> **REQUIRED TASK**
In the listing below, copy word for word every line from the one containing "In this exercise you will locate the woman's face" through the one containing "[(278, 36)]". Include both of those lines.

-- BEGIN INPUT MATERIAL --

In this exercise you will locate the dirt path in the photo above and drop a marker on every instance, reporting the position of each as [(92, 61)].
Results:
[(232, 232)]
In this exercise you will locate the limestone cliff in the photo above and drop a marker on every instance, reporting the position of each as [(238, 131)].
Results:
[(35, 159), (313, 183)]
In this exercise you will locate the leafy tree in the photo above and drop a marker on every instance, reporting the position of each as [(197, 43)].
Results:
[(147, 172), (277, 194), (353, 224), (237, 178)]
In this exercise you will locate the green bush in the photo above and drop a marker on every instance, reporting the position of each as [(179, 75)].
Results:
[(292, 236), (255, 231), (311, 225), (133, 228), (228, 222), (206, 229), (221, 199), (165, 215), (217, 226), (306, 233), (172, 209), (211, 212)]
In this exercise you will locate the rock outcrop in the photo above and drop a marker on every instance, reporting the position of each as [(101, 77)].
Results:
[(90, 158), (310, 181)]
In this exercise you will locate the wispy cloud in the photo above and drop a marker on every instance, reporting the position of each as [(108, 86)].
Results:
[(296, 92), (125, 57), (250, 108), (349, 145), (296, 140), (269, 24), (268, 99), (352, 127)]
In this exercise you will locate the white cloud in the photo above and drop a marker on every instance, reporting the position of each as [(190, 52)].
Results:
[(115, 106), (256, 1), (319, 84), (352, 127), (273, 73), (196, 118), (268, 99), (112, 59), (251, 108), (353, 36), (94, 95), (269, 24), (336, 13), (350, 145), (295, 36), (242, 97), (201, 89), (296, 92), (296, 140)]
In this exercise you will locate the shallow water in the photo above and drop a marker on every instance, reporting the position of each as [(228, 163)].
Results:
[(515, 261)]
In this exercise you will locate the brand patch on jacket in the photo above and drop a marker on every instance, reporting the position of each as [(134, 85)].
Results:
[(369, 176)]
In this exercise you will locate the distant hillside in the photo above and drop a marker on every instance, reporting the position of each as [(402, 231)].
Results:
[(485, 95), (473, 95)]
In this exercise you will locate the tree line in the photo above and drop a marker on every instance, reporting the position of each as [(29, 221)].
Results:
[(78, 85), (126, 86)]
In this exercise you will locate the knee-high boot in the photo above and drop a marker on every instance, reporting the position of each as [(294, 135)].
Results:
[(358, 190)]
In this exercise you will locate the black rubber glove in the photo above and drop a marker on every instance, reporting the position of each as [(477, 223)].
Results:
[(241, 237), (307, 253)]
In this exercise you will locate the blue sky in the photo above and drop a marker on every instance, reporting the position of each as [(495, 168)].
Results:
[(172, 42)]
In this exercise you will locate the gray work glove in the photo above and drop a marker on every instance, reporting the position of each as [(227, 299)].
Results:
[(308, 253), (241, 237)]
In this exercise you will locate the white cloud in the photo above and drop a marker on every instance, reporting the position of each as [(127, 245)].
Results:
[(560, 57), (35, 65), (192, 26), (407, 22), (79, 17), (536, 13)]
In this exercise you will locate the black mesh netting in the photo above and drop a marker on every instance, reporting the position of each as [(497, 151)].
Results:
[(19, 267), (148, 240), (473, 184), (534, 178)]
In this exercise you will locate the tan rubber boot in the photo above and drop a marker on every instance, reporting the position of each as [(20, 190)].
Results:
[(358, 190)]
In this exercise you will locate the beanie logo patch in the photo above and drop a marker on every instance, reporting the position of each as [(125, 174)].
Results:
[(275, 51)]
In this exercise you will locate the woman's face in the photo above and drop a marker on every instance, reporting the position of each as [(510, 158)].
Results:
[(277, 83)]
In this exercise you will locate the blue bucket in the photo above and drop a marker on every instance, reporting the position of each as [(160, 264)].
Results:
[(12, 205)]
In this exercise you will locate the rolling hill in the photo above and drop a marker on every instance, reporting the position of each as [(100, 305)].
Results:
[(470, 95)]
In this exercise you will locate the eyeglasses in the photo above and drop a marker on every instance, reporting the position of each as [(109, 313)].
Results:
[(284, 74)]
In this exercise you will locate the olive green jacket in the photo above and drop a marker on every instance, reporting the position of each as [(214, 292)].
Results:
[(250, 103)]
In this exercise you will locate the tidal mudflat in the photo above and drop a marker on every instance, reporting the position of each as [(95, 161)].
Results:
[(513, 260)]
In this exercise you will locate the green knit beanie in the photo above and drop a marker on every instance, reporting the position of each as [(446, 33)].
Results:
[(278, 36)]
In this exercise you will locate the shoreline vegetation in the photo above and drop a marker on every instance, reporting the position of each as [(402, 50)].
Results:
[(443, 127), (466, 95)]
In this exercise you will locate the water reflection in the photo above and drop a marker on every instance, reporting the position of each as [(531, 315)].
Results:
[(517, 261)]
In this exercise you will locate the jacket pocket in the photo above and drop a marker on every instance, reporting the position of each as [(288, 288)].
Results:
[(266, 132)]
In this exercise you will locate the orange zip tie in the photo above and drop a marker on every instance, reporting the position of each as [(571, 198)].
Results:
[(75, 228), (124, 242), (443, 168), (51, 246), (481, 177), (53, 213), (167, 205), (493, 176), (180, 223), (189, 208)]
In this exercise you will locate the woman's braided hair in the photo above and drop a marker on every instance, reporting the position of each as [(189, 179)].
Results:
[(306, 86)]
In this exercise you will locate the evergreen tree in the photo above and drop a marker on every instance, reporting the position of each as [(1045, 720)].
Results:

-- END INPUT MATERIAL --

> **THE RESPONSE**
In this exercise you will locate the woman's face in the photo above and drop a marker on every instance, reporting the position of each as [(510, 158)].
Results:
[(277, 83)]
In this exercise you will locate the blue bucket in the photo above and drop a marker on every instance, reporting the position of each as [(160, 264)].
Results:
[(12, 205)]
In this exercise you will locate the rolling hill in the photo above and drop a marker on every instance, reporting the position of each as [(100, 305)].
Results:
[(470, 95)]
In this exercise you will locate the eyeglasses in the photo above and drop a marker on every instance, reporting the position of each as [(109, 313)].
Results:
[(284, 74)]
In this exercise you will locate the olive green jacket in the photo above and drop a marker on every instance, reporting the position of each as [(214, 292)].
Results:
[(250, 103)]
In this exercise you will locate the tidal mudflat in the photo above and drop a marker on every instance, reporting the position of each as [(95, 161)].
Results:
[(513, 260)]
In this exercise you will locate the green knit beanie in the photo above and drop a marker on every instance, reporting the position of each as [(446, 33)].
Results:
[(278, 36)]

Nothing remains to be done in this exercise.